Dataset content>
★ ★ ★ ★ ★
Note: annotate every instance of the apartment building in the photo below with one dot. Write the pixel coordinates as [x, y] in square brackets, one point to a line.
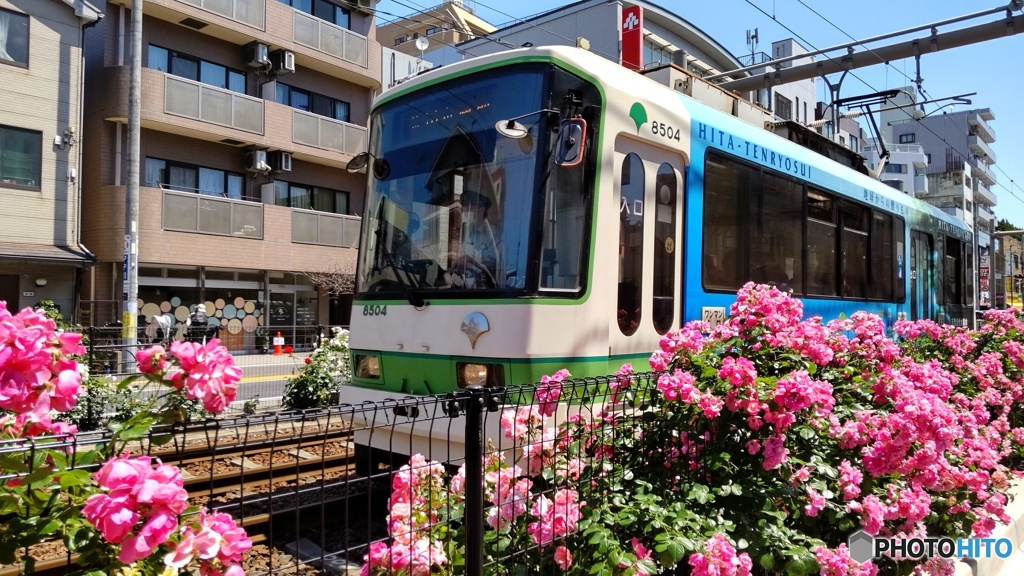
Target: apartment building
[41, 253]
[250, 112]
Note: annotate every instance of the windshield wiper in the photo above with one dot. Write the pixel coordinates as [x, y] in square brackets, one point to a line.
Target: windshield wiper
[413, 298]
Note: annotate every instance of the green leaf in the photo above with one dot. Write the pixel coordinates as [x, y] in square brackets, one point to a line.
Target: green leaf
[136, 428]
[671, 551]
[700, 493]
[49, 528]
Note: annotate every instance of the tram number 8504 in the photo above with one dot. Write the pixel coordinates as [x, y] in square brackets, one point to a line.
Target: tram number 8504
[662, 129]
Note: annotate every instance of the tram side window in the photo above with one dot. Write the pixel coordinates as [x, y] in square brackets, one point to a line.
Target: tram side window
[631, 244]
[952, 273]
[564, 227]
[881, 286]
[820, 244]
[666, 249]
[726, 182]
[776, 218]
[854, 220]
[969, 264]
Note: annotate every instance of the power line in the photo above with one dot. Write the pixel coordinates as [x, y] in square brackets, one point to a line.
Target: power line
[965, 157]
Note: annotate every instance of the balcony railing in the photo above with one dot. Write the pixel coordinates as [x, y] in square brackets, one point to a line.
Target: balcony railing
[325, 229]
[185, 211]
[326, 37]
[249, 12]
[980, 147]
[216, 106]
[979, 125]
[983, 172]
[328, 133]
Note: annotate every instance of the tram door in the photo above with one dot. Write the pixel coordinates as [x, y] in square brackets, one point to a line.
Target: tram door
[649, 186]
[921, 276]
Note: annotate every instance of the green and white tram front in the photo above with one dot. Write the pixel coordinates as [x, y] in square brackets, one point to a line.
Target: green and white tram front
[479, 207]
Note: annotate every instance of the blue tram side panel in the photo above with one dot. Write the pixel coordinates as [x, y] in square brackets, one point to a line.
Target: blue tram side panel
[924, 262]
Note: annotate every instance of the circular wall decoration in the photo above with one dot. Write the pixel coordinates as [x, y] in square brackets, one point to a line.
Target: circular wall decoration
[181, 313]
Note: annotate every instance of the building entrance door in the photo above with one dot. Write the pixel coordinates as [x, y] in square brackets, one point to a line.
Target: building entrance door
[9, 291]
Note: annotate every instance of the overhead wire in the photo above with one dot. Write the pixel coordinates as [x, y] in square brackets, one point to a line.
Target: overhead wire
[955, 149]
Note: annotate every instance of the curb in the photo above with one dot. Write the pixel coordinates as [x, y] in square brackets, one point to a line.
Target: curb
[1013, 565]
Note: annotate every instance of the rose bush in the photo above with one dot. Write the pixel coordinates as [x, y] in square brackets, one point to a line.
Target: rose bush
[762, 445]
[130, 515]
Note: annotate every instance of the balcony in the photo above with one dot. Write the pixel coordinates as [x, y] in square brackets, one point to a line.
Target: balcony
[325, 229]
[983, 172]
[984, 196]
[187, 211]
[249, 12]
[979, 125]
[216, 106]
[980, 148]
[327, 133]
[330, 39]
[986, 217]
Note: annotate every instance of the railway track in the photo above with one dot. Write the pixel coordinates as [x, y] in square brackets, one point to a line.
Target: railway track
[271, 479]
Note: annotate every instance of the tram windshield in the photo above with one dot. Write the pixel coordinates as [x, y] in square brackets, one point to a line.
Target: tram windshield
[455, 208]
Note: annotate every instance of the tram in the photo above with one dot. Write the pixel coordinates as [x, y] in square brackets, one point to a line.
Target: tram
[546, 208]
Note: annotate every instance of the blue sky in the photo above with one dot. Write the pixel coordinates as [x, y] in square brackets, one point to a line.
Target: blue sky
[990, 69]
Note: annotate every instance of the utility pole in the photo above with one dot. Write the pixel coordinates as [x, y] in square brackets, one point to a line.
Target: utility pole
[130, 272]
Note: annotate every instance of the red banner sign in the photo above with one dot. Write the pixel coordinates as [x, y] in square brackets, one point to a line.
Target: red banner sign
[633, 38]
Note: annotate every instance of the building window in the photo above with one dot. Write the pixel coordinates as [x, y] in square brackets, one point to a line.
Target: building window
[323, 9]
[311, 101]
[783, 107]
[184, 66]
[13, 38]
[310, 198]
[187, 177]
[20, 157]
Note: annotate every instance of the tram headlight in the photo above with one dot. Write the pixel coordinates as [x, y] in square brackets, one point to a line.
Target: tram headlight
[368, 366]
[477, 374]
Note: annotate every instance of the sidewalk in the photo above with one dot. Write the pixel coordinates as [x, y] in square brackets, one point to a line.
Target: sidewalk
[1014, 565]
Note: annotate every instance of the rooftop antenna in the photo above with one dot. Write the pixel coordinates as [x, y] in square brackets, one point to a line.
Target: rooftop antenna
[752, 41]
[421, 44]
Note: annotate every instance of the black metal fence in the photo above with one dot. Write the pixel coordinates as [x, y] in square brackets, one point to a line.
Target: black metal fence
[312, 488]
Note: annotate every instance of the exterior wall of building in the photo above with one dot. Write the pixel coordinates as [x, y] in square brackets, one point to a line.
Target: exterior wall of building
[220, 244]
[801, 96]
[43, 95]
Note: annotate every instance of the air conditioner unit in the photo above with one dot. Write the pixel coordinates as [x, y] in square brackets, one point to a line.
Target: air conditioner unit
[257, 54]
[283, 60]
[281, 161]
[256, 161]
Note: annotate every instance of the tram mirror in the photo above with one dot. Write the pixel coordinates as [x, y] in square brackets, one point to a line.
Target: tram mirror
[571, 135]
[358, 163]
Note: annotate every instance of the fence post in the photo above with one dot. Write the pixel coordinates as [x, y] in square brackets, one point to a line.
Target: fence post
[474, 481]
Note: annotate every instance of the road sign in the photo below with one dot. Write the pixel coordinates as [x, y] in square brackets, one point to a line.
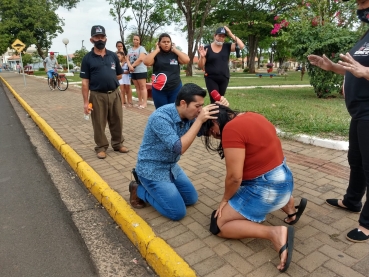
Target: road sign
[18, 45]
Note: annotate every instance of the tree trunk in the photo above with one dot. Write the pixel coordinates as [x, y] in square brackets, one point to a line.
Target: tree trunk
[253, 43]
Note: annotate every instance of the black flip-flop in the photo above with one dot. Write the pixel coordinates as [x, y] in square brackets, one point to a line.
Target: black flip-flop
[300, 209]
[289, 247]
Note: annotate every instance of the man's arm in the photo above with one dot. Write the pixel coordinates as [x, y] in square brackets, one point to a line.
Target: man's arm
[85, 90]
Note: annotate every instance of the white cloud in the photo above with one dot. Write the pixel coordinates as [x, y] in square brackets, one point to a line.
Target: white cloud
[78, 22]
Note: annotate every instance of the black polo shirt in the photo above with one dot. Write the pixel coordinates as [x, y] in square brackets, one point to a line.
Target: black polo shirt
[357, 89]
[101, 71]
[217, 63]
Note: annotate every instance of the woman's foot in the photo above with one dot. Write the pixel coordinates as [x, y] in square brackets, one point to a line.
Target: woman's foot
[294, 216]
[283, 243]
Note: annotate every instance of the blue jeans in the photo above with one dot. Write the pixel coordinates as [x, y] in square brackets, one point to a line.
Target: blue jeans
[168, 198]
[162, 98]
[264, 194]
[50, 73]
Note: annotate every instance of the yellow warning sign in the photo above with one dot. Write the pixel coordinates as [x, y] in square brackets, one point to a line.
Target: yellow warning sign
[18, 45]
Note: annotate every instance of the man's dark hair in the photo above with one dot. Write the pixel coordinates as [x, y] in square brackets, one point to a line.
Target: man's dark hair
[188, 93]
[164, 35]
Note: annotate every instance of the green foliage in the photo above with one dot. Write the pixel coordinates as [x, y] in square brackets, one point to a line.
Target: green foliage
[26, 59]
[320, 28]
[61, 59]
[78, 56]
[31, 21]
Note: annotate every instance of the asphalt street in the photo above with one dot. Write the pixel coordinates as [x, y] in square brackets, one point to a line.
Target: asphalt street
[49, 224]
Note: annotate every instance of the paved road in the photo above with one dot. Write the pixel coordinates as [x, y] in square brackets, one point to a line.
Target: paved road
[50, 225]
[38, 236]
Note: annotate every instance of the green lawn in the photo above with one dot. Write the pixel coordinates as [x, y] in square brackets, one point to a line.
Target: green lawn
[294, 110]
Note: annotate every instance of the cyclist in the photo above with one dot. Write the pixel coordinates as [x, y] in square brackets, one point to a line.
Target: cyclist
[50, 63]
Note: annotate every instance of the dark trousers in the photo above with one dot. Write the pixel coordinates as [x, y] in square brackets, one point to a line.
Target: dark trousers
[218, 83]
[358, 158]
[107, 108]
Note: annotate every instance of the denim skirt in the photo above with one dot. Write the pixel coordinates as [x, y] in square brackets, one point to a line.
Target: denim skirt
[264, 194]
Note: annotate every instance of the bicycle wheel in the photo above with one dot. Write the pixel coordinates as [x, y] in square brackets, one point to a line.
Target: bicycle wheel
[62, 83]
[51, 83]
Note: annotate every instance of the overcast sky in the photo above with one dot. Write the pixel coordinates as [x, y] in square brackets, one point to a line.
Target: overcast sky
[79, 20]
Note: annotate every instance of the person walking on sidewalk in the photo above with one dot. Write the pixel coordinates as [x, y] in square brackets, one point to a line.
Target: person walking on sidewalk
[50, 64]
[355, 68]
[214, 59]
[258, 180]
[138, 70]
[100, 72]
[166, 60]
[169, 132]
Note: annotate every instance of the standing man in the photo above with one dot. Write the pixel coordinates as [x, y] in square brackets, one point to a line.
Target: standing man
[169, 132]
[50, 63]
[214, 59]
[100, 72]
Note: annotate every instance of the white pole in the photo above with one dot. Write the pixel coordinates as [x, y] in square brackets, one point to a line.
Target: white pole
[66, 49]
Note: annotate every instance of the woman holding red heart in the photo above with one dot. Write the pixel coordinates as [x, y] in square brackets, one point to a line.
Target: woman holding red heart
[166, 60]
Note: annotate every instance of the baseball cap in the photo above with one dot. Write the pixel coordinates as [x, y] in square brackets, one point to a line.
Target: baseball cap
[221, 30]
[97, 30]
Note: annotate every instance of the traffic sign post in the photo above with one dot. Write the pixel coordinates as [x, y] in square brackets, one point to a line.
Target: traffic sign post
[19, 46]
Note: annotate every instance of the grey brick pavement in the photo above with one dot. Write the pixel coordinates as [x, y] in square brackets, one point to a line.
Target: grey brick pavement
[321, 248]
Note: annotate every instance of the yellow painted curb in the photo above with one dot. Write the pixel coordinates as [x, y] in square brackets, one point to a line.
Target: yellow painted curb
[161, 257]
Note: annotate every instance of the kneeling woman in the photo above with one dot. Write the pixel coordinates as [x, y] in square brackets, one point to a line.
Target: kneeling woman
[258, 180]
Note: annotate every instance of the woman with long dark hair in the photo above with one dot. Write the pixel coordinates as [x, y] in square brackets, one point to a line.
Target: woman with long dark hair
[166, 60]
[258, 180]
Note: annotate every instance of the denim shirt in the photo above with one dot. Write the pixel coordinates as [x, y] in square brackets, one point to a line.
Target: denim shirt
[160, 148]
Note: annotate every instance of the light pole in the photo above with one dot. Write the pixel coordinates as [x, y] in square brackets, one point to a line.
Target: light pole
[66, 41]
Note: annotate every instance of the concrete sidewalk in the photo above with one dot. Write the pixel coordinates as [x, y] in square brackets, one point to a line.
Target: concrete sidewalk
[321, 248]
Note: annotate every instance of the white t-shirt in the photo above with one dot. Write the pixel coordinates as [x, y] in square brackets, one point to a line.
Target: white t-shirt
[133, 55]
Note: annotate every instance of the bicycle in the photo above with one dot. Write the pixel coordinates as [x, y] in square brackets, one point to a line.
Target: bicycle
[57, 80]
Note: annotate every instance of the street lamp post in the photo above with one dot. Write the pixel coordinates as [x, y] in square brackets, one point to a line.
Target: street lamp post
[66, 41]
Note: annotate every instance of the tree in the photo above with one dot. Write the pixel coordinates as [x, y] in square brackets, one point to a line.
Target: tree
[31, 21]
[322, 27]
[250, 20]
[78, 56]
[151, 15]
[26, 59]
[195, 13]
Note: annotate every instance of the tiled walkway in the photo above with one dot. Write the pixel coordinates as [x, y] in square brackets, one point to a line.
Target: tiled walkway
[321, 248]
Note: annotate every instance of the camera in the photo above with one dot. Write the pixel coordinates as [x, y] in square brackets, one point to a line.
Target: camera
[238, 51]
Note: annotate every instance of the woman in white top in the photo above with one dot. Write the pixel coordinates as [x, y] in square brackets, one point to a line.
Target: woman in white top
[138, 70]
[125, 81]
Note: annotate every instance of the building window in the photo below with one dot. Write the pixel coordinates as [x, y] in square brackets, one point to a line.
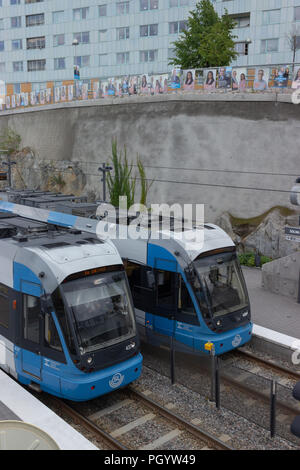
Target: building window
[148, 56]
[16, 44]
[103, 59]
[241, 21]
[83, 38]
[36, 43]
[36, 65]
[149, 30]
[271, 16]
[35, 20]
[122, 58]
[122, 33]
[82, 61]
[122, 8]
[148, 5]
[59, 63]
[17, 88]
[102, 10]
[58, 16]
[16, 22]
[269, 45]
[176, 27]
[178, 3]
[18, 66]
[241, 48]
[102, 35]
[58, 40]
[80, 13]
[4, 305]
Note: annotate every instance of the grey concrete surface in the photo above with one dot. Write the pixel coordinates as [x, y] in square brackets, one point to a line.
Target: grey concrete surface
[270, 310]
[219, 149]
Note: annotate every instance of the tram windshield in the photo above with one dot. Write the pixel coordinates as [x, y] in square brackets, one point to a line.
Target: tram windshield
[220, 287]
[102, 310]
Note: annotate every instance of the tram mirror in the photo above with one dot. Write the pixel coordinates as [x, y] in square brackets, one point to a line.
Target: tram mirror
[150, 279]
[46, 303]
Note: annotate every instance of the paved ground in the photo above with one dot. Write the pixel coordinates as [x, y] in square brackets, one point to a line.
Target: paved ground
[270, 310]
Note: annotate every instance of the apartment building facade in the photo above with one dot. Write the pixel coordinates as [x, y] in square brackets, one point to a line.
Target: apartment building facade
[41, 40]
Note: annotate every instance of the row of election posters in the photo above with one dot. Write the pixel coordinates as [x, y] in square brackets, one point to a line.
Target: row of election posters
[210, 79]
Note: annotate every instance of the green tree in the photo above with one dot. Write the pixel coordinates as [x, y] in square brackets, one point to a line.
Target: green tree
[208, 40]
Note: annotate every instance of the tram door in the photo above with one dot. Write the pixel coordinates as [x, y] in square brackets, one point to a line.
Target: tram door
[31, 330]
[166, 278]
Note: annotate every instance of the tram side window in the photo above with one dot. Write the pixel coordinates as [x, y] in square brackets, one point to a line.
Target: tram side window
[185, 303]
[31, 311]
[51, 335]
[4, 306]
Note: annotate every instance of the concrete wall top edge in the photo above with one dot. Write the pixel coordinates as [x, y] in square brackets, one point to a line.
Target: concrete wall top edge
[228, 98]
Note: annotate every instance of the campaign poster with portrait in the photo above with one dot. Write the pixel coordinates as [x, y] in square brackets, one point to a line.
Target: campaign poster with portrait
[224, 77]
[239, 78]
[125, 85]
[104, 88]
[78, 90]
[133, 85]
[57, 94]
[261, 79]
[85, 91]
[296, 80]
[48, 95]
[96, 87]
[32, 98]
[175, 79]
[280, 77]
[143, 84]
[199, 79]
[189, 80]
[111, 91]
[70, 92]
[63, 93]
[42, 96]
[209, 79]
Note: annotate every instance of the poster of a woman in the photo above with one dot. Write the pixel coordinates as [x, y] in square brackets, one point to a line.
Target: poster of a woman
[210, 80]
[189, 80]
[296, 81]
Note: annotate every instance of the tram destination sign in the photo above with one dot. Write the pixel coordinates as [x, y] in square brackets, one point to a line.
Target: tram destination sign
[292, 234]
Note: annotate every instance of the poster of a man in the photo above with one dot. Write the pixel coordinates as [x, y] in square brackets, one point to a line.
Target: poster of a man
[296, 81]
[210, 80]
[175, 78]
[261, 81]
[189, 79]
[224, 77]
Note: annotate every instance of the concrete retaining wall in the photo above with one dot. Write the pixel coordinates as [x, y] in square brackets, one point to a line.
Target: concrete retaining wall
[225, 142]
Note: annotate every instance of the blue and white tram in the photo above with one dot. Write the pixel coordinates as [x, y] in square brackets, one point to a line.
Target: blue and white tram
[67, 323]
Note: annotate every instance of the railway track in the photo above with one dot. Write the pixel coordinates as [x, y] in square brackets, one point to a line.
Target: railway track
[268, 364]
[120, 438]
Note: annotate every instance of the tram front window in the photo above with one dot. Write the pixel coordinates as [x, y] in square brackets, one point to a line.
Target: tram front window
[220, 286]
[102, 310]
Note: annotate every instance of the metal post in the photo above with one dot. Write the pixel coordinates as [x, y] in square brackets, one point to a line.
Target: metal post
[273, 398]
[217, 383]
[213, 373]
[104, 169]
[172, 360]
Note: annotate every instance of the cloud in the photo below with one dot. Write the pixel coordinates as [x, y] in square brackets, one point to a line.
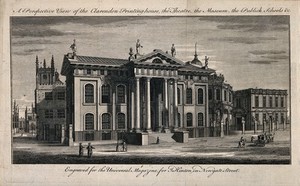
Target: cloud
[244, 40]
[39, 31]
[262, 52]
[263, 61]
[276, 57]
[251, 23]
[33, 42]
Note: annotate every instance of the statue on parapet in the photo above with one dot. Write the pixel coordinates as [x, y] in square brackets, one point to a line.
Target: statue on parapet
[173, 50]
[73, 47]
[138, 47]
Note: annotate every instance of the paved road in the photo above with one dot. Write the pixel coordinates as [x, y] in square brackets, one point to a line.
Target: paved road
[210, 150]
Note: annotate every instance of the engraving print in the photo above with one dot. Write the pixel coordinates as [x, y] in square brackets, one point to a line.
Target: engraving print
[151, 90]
★ ★ ★ ★ ★
Activity> From the entries above, return exactly the line containing "Target: green foliage", the line containing "Note: annotate every instance of the dark", and all lines between, and nothing else.

Result of the task>
Target: green foliage
[26, 59]
[320, 28]
[61, 59]
[78, 56]
[31, 21]
Note: annotate every instance of the asphalt street in the photo above with one dot. Write the pixel coordinates as [x, y] in square brackets, one point to a line.
Target: asphalt street
[49, 224]
Note: annotate every instance of the paved road in the photo above with one dot. Write the pixel coordinates as [x, y] in square brackets, one point to a line.
Target: paved road
[50, 225]
[38, 236]
Note: annotate every instance of the green lawn in the photo above with one dot. Write the pixel coordinates as [x, y] in square brackets, one point to a line.
Target: green lawn
[294, 110]
Note: annotate every instance of the cyclist in the photo above with one dot. Write the pixel coordinates as [x, y] in square brackets, one point to a line.
Target: cyclist
[50, 63]
Note: annotate every instance of the dark trousers in the photo above with one dot. Write the pixel coordinates as [x, y] in square brackets, one point to a line.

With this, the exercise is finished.